— Exercise input —
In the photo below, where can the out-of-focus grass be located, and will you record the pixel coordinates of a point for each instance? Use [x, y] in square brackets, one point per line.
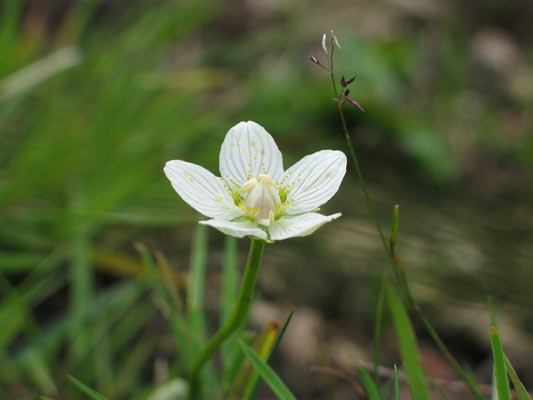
[82, 151]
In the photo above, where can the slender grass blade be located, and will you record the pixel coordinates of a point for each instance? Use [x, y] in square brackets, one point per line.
[257, 380]
[502, 385]
[371, 389]
[517, 383]
[408, 347]
[93, 394]
[271, 378]
[396, 384]
[378, 325]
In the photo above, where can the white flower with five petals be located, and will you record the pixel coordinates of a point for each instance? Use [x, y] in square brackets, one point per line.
[254, 195]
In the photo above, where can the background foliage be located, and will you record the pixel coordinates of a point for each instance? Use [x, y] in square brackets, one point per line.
[85, 133]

— Required action —
Transcribe exactly, please, the lines from the one with "In the photo above, where can the slender" to the last line of the entries above, ends included.

— Reply —
In the photo above, where can the slender grass blade be located, and will you record the pixel coordinates of a point for each instance? Use [x, y] in square brackets, one point per line.
[257, 380]
[502, 385]
[371, 389]
[517, 383]
[408, 347]
[93, 394]
[271, 378]
[396, 384]
[378, 325]
In the photo above, where can the white flower with five petals be located, and will you record the pixel coordinates of a point for each instance? Use [x, y] in square brackets, one point per line.
[254, 195]
In the photo above, where can the background foliage be located, and will you record the pixel coordinates of a point for each instance? Use [x, y] in square brackets, one point per line.
[85, 133]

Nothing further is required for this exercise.